*EXERCISE*
Rewrite the rows below with "example output" changed to "sample output" and everything else left as it is. Omit the pictures.

— Start —

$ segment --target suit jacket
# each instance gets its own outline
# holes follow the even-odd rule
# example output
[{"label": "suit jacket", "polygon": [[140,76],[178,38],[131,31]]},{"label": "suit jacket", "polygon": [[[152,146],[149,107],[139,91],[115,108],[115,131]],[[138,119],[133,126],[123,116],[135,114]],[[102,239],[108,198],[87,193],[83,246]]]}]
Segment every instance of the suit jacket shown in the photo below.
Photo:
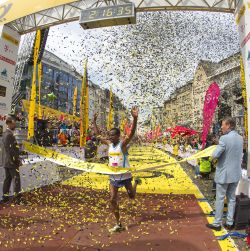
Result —
[{"label": "suit jacket", "polygon": [[10,129],[3,133],[3,167],[18,168],[20,166],[19,147]]},{"label": "suit jacket", "polygon": [[236,132],[220,137],[212,157],[218,159],[215,182],[219,184],[235,183],[241,178],[241,161],[243,154],[243,138]]}]

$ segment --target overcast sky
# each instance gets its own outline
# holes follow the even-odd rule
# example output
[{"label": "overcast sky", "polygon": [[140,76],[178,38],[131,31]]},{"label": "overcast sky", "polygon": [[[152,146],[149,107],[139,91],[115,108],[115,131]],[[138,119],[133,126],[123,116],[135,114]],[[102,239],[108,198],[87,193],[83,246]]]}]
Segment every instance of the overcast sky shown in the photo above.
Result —
[{"label": "overcast sky", "polygon": [[239,51],[232,14],[148,12],[136,25],[83,30],[78,22],[52,27],[47,50],[80,73],[88,57],[89,78],[112,88],[145,116],[171,91],[193,78],[199,60],[219,61]]}]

— End —

*EXPECTED ANSWER*
$ segment --target suit jacket
# each instance gets its own outline
# holes follow the even-odd rule
# sample output
[{"label": "suit jacket", "polygon": [[140,76],[178,38],[131,31]]},{"label": "suit jacket", "polygon": [[[152,146],[149,107],[139,91],[115,108],[115,131]],[[138,119],[133,126],[123,116],[135,114]],[[102,239],[108,198],[87,193],[83,246]]]}]
Segment every instance of the suit jacket shown in the photo below.
Photo:
Result —
[{"label": "suit jacket", "polygon": [[10,129],[3,133],[3,167],[18,168],[20,166],[19,147]]},{"label": "suit jacket", "polygon": [[236,132],[220,137],[212,157],[218,159],[215,182],[219,184],[235,183],[241,178],[241,161],[243,154],[243,138]]}]

$ segment --target overcast sky
# each instance gets its own outline
# holes follow the even-odd rule
# sample output
[{"label": "overcast sky", "polygon": [[140,76],[178,38],[131,31]]},{"label": "overcast sky", "polygon": [[[152,146],[149,107],[139,91],[115,108],[115,131]],[[138,119],[133,126],[123,116],[135,114]],[[102,239],[108,198],[87,193],[83,246]]]}]
Segment every instance of the overcast sky shown in the photo above.
Result —
[{"label": "overcast sky", "polygon": [[239,51],[232,14],[148,12],[136,25],[83,30],[78,22],[52,27],[47,50],[80,73],[88,57],[89,78],[112,88],[145,116],[171,91],[193,78],[199,60],[219,61]]}]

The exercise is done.